Exercise aim: In the rows below, replace "wet ground" with "muddy ground" in everything from the line with "Find the horse's ear" down to the line with "pixel 408 651", leaving all else unchanged.

-- start Data for the task --

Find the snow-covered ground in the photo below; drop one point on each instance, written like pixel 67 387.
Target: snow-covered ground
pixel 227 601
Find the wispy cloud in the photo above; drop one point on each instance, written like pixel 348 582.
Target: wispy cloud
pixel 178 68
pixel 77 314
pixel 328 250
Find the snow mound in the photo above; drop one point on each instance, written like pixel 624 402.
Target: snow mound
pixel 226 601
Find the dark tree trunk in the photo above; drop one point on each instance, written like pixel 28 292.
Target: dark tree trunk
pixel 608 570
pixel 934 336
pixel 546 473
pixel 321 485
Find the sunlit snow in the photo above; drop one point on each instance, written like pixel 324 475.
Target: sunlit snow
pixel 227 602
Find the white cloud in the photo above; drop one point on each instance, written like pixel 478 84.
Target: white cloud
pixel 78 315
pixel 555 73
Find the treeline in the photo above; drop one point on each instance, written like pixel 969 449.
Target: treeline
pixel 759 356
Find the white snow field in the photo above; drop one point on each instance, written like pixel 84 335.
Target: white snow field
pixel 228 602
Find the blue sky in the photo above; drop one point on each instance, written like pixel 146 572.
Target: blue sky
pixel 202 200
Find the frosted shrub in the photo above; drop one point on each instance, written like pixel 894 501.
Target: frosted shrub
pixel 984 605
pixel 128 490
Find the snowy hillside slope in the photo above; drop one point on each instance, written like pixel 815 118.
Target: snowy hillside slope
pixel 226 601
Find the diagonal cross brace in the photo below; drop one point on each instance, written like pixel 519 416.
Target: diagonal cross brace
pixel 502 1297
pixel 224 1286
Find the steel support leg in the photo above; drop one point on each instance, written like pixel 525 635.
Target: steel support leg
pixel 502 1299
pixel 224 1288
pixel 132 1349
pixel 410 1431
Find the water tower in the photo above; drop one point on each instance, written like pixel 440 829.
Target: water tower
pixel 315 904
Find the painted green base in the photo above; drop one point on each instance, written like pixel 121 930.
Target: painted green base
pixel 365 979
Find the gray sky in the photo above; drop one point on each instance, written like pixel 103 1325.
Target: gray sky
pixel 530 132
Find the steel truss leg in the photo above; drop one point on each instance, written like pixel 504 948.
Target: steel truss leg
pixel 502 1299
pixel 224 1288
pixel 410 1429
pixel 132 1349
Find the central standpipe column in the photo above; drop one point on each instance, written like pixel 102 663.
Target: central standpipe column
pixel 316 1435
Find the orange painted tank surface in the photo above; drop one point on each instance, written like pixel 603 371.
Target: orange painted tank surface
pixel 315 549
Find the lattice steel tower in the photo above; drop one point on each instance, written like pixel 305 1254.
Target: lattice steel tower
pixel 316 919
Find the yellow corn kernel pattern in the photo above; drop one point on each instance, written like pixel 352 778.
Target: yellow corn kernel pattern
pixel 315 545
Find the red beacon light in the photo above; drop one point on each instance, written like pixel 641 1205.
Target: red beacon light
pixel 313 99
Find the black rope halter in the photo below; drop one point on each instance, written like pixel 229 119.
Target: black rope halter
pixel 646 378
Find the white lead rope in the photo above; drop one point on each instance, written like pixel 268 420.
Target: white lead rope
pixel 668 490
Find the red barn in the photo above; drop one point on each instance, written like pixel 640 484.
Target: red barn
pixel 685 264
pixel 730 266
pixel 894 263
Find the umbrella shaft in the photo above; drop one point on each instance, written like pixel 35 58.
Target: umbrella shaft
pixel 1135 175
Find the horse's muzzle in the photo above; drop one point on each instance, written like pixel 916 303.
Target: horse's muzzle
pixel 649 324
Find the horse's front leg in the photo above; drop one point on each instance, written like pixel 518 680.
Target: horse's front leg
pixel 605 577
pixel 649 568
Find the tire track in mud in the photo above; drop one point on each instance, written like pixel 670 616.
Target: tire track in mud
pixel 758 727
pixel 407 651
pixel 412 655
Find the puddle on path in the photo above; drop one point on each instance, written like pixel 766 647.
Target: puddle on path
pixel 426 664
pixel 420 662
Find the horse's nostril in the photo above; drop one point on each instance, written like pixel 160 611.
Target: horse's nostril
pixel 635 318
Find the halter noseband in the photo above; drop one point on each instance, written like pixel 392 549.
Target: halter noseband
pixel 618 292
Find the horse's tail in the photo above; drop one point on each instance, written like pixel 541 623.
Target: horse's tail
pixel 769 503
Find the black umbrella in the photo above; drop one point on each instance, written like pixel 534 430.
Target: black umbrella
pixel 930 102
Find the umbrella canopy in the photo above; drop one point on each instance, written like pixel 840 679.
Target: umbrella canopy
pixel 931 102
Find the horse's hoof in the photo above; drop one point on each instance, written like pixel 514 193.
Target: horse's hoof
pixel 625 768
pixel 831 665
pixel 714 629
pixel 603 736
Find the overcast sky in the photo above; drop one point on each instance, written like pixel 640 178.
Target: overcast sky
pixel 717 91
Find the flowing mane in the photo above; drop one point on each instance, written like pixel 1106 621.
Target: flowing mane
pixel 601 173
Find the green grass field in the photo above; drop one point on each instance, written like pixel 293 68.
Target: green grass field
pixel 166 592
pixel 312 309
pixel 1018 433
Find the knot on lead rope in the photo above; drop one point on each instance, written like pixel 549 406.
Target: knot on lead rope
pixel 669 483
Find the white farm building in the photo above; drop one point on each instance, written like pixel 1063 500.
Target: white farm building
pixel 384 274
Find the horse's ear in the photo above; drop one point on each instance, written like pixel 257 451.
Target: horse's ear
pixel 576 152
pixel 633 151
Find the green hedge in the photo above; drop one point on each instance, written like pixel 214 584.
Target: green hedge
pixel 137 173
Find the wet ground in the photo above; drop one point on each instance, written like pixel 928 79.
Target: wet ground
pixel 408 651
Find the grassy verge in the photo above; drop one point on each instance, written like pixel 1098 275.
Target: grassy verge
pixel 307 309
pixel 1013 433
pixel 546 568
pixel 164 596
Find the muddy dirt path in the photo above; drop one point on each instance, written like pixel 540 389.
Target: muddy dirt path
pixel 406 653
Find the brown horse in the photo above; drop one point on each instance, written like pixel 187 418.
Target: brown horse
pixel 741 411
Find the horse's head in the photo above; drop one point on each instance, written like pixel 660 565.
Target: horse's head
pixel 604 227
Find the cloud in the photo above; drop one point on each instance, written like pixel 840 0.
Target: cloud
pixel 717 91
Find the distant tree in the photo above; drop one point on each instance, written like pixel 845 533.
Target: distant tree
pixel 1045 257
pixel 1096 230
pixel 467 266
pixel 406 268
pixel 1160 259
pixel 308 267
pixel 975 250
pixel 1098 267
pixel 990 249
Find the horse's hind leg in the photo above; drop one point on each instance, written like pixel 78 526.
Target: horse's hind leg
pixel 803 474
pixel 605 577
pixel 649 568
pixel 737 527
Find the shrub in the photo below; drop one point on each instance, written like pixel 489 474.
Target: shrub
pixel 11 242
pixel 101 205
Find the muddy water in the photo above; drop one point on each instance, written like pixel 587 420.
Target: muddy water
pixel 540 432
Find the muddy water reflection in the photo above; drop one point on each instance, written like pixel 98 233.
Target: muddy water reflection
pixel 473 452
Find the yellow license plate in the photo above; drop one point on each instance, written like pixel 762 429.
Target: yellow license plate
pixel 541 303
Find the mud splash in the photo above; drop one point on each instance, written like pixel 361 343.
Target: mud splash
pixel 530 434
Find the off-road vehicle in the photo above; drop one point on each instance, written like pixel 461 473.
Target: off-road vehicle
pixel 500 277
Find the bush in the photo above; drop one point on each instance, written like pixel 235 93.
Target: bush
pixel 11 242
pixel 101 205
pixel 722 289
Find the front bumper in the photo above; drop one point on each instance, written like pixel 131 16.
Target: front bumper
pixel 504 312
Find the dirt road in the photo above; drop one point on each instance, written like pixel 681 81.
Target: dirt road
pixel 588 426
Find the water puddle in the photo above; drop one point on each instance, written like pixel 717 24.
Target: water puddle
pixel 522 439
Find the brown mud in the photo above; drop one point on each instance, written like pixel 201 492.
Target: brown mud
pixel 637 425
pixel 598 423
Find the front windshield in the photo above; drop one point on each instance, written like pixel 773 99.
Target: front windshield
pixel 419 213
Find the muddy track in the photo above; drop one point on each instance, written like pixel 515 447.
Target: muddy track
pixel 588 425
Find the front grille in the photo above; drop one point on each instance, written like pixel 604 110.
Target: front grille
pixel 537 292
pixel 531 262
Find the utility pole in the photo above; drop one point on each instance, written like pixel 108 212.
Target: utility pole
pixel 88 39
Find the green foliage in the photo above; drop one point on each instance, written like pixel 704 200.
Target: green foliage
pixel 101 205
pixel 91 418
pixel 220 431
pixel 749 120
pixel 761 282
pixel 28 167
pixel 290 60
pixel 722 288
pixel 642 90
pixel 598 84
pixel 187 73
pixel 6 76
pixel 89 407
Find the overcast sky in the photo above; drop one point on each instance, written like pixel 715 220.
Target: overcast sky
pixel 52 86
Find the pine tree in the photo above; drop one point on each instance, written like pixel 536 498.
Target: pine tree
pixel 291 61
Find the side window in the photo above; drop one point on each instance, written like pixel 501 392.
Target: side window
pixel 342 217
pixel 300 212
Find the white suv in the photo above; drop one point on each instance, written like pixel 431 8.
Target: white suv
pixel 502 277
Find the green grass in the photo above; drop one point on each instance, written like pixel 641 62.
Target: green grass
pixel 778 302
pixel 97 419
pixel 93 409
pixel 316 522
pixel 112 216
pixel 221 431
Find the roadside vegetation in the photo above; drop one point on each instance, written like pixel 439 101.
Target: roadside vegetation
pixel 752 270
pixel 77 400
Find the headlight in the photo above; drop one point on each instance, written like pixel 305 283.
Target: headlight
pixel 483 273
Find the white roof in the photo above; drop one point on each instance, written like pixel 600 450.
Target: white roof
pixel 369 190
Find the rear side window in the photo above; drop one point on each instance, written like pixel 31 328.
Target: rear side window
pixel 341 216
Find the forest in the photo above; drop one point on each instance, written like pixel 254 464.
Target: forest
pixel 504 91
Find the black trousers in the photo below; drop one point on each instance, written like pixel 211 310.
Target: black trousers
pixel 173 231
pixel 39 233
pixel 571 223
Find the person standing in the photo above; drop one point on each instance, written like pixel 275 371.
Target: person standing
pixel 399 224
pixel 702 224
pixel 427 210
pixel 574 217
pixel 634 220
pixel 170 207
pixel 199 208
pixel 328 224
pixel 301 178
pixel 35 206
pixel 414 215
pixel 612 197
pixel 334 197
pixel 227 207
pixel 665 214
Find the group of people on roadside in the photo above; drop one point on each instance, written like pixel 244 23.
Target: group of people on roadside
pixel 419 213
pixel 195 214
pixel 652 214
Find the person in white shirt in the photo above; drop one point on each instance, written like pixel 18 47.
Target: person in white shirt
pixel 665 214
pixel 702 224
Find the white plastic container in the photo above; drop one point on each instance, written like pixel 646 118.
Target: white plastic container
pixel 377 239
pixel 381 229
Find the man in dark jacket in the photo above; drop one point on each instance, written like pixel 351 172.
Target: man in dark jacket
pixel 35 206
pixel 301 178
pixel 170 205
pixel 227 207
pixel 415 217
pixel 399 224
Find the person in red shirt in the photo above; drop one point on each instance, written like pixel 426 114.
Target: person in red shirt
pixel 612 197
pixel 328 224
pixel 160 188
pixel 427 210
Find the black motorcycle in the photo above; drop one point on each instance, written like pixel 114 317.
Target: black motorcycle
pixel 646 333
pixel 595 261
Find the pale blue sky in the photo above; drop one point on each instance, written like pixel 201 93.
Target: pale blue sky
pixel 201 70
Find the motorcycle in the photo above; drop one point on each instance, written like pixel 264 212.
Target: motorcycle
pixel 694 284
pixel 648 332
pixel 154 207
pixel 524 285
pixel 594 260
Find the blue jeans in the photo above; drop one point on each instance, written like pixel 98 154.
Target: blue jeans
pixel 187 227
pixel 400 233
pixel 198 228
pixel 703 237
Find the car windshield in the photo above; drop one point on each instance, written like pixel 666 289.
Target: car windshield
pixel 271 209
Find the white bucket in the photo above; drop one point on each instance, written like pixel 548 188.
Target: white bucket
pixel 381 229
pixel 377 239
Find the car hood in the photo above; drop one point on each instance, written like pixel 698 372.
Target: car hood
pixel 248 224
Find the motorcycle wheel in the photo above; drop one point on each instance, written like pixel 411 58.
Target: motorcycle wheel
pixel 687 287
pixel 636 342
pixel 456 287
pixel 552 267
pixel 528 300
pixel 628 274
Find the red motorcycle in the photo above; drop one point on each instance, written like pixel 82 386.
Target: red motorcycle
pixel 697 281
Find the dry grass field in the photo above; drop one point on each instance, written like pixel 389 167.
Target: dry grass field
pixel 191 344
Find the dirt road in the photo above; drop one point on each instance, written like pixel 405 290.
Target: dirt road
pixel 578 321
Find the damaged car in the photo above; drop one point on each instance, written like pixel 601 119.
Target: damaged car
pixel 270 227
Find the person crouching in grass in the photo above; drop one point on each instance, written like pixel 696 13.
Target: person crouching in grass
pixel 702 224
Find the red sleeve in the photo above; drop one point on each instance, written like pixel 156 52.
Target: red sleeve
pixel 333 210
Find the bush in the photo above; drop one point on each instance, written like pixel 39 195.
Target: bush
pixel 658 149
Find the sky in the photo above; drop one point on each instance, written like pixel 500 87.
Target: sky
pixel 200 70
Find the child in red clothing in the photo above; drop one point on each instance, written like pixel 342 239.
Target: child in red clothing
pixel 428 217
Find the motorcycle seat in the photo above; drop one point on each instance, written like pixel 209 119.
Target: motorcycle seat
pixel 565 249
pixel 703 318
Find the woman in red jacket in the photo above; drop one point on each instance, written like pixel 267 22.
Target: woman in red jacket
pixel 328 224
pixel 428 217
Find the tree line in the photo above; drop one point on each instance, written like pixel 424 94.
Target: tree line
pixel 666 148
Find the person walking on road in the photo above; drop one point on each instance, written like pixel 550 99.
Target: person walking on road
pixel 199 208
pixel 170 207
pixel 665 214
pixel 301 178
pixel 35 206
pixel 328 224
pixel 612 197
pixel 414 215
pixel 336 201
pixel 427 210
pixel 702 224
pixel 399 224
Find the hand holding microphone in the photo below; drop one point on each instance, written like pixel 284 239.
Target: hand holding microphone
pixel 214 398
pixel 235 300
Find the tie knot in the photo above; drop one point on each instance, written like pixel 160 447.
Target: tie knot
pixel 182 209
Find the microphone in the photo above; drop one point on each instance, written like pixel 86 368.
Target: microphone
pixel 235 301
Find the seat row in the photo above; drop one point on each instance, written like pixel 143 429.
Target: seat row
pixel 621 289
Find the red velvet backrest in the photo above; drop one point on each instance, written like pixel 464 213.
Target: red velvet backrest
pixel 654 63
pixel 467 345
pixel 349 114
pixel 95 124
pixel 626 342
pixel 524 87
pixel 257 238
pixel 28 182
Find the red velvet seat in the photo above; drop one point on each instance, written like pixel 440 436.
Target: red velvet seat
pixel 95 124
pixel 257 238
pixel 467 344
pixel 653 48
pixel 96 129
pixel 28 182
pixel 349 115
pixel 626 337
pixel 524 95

-- end Data for the task --

Exercise solution:
Find the horse's ear in the photo above; drop one point on each instance, written like pixel 257 451.
Target: horse's ear
pixel 576 152
pixel 633 151
Find the green hedge in the photo above; drop one point on each instance, written like pixel 214 584.
Target: green hedge
pixel 137 173
Find the muddy ground in the photo above; drop one point on each instance, written like pixel 928 79.
Target: muddy ground
pixel 408 651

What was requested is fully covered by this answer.